── Records for the task
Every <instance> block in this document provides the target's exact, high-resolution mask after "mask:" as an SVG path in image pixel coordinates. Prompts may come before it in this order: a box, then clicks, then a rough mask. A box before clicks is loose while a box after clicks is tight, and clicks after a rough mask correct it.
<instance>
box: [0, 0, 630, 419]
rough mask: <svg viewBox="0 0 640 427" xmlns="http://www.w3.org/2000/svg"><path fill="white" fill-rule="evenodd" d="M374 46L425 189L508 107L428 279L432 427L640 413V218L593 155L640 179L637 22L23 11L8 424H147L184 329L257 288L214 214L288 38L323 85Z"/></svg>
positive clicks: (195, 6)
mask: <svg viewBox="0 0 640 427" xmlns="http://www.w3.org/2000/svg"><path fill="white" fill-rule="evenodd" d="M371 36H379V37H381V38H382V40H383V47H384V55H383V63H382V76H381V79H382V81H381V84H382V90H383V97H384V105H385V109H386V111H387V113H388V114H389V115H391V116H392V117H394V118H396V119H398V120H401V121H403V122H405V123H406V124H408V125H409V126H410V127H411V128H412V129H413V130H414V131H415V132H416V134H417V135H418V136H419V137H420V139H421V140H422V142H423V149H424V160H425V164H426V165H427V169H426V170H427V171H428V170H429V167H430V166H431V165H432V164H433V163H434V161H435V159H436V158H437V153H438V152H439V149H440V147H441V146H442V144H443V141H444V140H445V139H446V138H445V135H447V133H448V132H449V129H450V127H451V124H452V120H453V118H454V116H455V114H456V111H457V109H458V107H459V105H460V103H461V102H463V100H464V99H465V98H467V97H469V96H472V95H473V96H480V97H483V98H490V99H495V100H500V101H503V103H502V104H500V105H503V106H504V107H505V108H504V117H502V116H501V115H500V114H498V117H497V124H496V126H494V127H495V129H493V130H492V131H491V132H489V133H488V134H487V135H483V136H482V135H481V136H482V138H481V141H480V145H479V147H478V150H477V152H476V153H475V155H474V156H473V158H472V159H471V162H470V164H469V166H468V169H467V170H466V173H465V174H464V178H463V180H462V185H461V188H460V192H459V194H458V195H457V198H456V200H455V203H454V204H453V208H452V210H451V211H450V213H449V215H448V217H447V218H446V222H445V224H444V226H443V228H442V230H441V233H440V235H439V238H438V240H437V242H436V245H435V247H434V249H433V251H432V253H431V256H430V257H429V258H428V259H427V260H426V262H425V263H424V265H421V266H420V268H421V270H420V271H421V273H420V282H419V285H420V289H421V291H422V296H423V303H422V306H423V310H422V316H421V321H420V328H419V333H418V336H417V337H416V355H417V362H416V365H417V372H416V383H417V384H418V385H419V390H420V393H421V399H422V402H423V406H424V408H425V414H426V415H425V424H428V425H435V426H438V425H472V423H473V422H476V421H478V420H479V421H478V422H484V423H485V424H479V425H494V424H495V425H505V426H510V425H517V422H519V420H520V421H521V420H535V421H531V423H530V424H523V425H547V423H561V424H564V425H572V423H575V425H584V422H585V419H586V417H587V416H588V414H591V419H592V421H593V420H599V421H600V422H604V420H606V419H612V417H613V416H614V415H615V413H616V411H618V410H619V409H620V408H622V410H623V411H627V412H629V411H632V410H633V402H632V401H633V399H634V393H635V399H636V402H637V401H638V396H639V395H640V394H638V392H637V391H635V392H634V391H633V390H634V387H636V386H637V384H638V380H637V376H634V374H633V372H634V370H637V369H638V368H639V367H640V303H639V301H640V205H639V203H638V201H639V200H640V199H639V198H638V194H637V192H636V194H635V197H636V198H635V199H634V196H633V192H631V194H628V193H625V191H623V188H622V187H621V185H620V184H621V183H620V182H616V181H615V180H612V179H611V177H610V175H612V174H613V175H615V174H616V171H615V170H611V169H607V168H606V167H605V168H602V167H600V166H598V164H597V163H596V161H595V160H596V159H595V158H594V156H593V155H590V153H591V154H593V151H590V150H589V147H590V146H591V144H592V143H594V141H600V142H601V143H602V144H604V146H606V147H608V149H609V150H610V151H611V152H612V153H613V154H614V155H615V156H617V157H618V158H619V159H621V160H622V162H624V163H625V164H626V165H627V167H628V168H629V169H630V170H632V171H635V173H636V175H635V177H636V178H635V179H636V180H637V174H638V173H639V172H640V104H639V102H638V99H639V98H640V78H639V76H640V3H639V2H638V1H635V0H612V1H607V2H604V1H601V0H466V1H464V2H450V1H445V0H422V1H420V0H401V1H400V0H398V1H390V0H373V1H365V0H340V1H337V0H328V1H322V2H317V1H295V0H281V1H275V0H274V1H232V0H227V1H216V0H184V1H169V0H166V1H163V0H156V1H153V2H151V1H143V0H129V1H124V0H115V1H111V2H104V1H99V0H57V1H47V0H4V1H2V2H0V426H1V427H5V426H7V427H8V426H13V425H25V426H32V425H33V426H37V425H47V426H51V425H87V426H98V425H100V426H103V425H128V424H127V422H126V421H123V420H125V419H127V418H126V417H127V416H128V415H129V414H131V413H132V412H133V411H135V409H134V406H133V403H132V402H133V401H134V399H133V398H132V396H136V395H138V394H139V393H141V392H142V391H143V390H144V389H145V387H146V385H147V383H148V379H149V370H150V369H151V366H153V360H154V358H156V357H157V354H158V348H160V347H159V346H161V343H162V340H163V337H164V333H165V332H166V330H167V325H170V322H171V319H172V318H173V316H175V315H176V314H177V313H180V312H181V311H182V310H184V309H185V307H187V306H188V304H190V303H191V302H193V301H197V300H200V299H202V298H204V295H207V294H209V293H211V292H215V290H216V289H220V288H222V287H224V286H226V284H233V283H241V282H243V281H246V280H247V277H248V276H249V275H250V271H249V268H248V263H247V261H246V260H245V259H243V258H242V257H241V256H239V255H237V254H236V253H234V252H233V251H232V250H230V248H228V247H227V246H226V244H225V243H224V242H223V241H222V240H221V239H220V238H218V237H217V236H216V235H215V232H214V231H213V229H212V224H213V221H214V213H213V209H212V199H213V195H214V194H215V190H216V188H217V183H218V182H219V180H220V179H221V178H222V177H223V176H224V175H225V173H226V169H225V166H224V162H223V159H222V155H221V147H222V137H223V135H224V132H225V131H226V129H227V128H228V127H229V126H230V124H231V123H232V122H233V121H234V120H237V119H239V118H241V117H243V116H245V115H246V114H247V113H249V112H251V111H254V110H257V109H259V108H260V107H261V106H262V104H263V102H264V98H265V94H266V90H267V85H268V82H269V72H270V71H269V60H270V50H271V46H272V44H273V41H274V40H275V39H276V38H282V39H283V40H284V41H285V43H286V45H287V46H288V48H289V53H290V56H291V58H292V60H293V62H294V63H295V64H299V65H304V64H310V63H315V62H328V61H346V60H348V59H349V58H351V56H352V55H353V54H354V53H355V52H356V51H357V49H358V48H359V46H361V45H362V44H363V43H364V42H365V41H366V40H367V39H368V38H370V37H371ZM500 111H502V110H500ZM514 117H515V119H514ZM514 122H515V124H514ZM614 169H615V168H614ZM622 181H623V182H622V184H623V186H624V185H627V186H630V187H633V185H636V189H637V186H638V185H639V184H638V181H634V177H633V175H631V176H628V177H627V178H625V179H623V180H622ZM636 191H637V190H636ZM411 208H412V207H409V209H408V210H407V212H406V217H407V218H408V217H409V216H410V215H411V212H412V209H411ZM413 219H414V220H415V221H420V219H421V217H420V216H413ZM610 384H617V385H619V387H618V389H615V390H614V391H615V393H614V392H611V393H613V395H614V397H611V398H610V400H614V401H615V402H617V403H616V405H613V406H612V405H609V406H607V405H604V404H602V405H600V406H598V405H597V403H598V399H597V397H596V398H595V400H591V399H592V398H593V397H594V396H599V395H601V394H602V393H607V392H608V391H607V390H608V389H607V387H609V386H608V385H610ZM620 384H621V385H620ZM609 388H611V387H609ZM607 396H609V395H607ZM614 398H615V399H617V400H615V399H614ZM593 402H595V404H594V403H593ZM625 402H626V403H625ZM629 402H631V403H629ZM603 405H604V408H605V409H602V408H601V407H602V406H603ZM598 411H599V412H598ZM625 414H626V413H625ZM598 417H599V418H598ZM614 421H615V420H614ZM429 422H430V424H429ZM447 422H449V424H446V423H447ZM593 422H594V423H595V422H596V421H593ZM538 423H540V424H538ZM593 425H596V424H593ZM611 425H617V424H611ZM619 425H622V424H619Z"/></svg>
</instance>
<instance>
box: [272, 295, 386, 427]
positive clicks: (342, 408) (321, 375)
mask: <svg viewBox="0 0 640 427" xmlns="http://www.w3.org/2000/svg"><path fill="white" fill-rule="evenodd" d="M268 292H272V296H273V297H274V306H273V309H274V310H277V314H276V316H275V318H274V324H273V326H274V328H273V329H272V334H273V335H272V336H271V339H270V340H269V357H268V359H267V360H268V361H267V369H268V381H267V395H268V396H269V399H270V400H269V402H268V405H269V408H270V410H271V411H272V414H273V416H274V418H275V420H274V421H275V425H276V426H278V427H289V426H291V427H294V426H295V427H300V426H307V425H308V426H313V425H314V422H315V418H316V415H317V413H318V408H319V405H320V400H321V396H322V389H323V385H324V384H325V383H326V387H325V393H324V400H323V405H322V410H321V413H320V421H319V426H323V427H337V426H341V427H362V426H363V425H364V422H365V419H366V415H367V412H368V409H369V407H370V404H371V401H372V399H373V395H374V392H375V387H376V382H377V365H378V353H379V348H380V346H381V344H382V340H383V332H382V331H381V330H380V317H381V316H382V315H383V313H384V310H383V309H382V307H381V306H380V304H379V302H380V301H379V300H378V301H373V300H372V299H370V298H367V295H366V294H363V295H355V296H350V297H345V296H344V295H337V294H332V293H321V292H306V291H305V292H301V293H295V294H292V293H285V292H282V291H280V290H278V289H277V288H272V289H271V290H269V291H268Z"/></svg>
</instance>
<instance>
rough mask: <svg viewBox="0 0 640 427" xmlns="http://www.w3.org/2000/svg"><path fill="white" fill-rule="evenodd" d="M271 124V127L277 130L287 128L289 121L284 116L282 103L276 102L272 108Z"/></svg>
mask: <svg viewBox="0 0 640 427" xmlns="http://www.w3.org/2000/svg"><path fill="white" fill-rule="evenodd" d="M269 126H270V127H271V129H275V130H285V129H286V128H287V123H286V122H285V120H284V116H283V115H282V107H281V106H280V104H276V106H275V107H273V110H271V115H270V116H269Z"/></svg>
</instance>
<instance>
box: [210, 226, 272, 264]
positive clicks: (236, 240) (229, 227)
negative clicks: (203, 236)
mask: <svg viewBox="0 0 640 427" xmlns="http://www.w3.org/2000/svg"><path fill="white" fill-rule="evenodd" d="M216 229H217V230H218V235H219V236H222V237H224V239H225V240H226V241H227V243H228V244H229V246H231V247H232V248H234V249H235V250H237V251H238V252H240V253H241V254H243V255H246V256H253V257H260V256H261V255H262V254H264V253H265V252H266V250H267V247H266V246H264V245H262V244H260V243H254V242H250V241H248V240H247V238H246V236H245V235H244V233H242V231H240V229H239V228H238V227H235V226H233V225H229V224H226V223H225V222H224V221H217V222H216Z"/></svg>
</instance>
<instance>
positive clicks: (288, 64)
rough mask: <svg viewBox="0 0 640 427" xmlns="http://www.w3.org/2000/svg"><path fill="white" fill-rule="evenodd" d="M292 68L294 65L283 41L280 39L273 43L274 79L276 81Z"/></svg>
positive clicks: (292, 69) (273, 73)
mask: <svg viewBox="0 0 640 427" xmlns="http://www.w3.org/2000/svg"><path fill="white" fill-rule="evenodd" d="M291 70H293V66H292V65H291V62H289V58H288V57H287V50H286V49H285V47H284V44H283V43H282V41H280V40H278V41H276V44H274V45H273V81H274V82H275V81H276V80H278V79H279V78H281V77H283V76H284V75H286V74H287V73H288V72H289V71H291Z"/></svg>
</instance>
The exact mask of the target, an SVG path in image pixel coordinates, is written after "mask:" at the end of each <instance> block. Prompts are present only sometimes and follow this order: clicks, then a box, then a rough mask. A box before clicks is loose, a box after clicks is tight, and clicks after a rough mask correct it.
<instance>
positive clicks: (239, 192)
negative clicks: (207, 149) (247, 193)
────
### [Work request]
The lines beginning with the one that holds "negative clicks: (203, 236)" and ending with the last line of the data above are to be reproduced exactly, and nothing else.

### [Expected answer]
negative clicks: (203, 236)
mask: <svg viewBox="0 0 640 427" xmlns="http://www.w3.org/2000/svg"><path fill="white" fill-rule="evenodd" d="M216 229H217V230H218V235H219V236H222V237H224V239H225V240H226V241H227V243H228V244H229V246H231V247H232V248H234V249H235V250H237V251H238V252H240V253H241V254H243V255H246V256H253V257H260V256H261V255H262V254H264V253H265V252H266V250H267V247H266V246H264V245H262V244H260V243H254V242H250V241H248V240H247V238H246V236H245V235H244V233H242V231H240V229H239V228H238V227H235V226H233V225H229V224H226V223H225V222H224V221H217V222H216Z"/></svg>
</instance>
<instance>
positive clicks: (288, 64)
rough mask: <svg viewBox="0 0 640 427" xmlns="http://www.w3.org/2000/svg"><path fill="white" fill-rule="evenodd" d="M292 68L294 65L283 41L280 39L273 43L274 79L276 81Z"/></svg>
positive clicks: (292, 69) (273, 73)
mask: <svg viewBox="0 0 640 427" xmlns="http://www.w3.org/2000/svg"><path fill="white" fill-rule="evenodd" d="M291 70H293V66H292V65H291V62H289V58H288V57H287V50H286V49H285V47H284V44H283V43H282V41H280V40H278V41H276V44H274V45H273V81H274V82H275V81H276V80H278V79H279V78H281V77H283V76H284V75H286V74H287V73H288V72H289V71H291Z"/></svg>
</instance>
The exact mask of the target, an SVG path in image pixel coordinates, is written after "mask:" at the end of each <instance> block. Prompts are present only sometimes and follow this order: clicks, then a box, then a rough mask. A box before clicks is loose, a box after clicks is tight, and clicks after a rough mask correct it.
<instance>
positive clicks: (239, 192)
negative clicks: (207, 149) (247, 193)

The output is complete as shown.